== Records provided ==
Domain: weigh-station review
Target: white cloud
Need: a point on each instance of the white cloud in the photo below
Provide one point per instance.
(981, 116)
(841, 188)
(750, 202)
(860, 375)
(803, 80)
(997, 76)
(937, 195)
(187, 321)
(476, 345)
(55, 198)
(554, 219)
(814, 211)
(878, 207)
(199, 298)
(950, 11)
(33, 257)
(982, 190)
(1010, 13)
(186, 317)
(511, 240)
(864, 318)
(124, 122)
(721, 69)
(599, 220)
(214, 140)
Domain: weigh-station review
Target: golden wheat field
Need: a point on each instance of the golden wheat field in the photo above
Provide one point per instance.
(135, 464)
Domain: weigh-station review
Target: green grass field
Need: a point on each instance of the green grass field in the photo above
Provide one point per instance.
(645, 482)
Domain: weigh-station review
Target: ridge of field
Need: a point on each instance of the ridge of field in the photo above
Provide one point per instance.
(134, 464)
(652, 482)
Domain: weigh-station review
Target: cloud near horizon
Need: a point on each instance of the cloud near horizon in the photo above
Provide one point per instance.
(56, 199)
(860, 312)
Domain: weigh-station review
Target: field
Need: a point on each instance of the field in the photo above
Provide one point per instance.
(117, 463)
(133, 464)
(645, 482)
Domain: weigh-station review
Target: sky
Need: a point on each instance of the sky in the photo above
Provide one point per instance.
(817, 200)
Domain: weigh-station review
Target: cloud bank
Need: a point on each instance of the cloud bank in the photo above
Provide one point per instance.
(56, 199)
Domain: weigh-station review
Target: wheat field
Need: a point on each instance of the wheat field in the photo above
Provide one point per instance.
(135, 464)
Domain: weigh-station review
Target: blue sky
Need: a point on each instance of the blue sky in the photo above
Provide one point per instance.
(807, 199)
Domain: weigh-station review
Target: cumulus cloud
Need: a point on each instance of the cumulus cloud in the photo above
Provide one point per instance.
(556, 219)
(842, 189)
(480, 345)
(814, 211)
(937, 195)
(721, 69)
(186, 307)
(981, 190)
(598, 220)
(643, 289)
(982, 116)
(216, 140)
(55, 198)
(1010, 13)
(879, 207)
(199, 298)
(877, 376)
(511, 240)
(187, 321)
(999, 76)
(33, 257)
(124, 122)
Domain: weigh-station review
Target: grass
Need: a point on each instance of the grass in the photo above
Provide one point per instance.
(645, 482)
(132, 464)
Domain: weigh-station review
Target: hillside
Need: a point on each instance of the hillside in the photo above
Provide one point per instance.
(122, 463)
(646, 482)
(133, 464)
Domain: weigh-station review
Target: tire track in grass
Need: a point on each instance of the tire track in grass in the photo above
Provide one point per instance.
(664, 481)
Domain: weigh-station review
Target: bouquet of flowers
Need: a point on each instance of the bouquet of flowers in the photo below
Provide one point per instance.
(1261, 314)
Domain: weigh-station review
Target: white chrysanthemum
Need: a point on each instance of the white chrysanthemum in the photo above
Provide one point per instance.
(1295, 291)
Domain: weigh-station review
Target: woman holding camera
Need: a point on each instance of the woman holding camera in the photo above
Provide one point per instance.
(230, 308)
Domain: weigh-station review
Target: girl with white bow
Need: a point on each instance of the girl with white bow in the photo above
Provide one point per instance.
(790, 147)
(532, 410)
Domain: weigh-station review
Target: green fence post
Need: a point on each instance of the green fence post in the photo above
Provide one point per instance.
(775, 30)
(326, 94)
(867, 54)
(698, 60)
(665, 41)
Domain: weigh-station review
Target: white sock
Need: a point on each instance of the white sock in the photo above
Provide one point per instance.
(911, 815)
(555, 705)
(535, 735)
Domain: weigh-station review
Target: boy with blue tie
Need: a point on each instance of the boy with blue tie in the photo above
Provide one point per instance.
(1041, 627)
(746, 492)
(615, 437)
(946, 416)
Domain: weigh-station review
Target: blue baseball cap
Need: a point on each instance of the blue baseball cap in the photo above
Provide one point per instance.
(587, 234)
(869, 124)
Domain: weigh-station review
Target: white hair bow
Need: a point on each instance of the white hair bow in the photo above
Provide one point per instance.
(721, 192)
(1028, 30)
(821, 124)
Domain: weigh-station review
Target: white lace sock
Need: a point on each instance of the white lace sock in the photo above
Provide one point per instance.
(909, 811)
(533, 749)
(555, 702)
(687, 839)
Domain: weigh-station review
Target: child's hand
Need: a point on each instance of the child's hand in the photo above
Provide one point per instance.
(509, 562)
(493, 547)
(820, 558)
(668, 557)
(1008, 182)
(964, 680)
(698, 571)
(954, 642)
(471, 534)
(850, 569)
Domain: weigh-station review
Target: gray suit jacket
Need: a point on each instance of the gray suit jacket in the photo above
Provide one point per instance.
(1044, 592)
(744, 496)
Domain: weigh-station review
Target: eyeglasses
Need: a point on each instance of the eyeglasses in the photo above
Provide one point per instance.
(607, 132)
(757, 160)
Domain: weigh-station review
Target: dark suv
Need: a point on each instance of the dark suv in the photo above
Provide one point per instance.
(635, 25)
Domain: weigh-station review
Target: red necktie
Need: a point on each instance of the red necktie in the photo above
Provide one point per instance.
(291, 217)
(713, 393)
===
> [Problem]
Could you copy every record above exactly as written?

> [Written reply]
Domain: weigh-station review
Target: white cloud
Need: a point on each instance of the white cloud in the photo below
Provide one point per instance.
(981, 116)
(841, 188)
(750, 202)
(860, 375)
(803, 80)
(997, 76)
(937, 195)
(187, 321)
(476, 345)
(55, 198)
(554, 219)
(814, 211)
(878, 207)
(199, 298)
(950, 11)
(33, 257)
(982, 190)
(1010, 13)
(186, 317)
(511, 240)
(864, 318)
(124, 122)
(721, 69)
(599, 220)
(214, 140)
Domain: weigh-station review
Target: golden wheat field
Need: a point on each instance of the golden wheat field in the photo above
Provide one point per instance.
(135, 464)
Domain: weigh-station review
Target: green grass field
Need: a point on each instance of the green grass field in the photo above
Provide one point per instance.
(645, 482)
Domain: weigh-station review
Target: ridge of field
Need: a point on each instance of the ridge of field in the photo above
Provide one point per instance.
(134, 464)
(652, 482)
Domain: weigh-station review
Target: cloud near horizon
Need: a point on each instance of the cloud near horizon in the photo above
Provide one point per instance.
(56, 199)
(860, 312)
Domain: weigh-station review
Target: field
Need: a point on each instance of the field in the photo above
Provide one point per instance.
(117, 463)
(133, 464)
(645, 482)
Domain: weigh-station review
Target: sky
Need: a point on each instance of the sky in the photo above
Provide one point per instance.
(817, 200)
Domain: weigh-station review
Target: cloud bank
Need: a point on each instance of the cloud bank in the photo above
Provide one point per instance.
(56, 199)
Domain: weigh-station review
Target: wheat field
Need: a point on each instance of the wheat field in the photo above
Provide one point per instance.
(135, 464)
Domain: weigh-station review
Target: blue sky
Need: a point on each instance of the blue sky in the photo above
Provide one point per instance.
(807, 199)
Domain: weigh-station review
Target: cumulus cloud
Need: a point on each instance of the cumulus cloud in the photo above
Provide one point per instance.
(556, 219)
(842, 189)
(480, 345)
(814, 211)
(937, 195)
(721, 69)
(186, 307)
(981, 190)
(598, 220)
(643, 289)
(982, 116)
(216, 140)
(55, 198)
(1010, 13)
(879, 207)
(199, 298)
(877, 376)
(511, 240)
(187, 321)
(999, 76)
(33, 257)
(124, 122)
Domain: weigh-station review
Target: grass
Need: a point on each instance of the grass in the photo above
Provide one point per instance.
(645, 482)
(132, 464)
Domain: weigh-station review
Target: hillside
Need: a point on each instance of the hillside in the photo above
Provide one point per instance.
(122, 463)
(646, 482)
(133, 464)
Domain: weigh-station review
Target: tire track in grass
Need: a point on each instance of the tire track in grass in the photo above
Provide one point per instance.
(664, 481)
Domain: weigh-station review
Target: bouquet of flowers
Need: a point on each instance of the bouquet of flowers in the photo below
Provide one point per instance.
(1261, 314)
Domain: weigh-station review
Target: white chrysanthemum
Need: a point on each instance of the white chrysanthemum in the photo above
Provide one point per instance.
(1295, 291)
Domain: weigh-station review
Target: woman holding camera
Need: a point on each instance of the woman holding camera in the photo above
Provide one point per instance.
(230, 308)
Domain: weigh-station review
Target: girl with white bow
Need: a point on each instance of the girl with white bow in the photo above
Provide one point per instance.
(790, 147)
(532, 410)
Domain: weigh-station review
Target: green fence post
Need: a point on each instance of the green fence post in the photo above
Provide one point per instance.
(775, 30)
(326, 94)
(867, 54)
(698, 60)
(665, 41)
Domain: weigh-station review
Target: white sock
Need: a point on each instance of the white sock in the photo above
Provide one point per instance.
(911, 815)
(555, 705)
(535, 735)
Domain: weigh-station review
Target: boy with blue tie
Need: a point on each instance of the boy with blue tie in the photo above
Provide one point per instance.
(1041, 627)
(746, 492)
(615, 437)
(946, 416)
Domain: weigh-station review
Target: blue baseball cap
Need: a point on each instance of the blue baseball cap in the photo above
Provide one point per instance.
(587, 234)
(869, 124)
Domain: weigh-station review
Target: white hair bow
Need: a point on each instance of the white hair bow in the photo above
Provide one point per instance.
(721, 192)
(1028, 30)
(821, 124)
Domain: weigh-station review
Target: white lace sock
Need: a point on each instance of the white lace sock in the photo above
Provide one point per instance.
(909, 811)
(533, 749)
(555, 702)
(687, 839)
Domain: weigh-station review
Target: child's hand
Need: a point on each instance of the child's hand in the photo above
Provide one point per instance.
(509, 562)
(493, 547)
(820, 558)
(668, 557)
(1008, 182)
(964, 680)
(698, 571)
(954, 642)
(471, 534)
(850, 569)
Domain: weigh-station review
Target: gray suit jacket
Need: a point on each instance of the gray suit jacket in the photo above
Provide one point per instance.
(1044, 592)
(744, 496)
Domain: weigh-station review
Target: eyeglasses
Need: a point on each instance of the eyeglasses in the photo above
Provide one point per instance.
(607, 132)
(757, 160)
Domain: weigh-station review
Target: dark suv
Need: a point on each instance of the dark suv in the photo above
Provide one point per instance.
(635, 25)
Domain: weigh-station review
Target: red necktie
Need: a point on each instance of the red necktie in the photo above
Provide one point per instance.
(291, 217)
(713, 393)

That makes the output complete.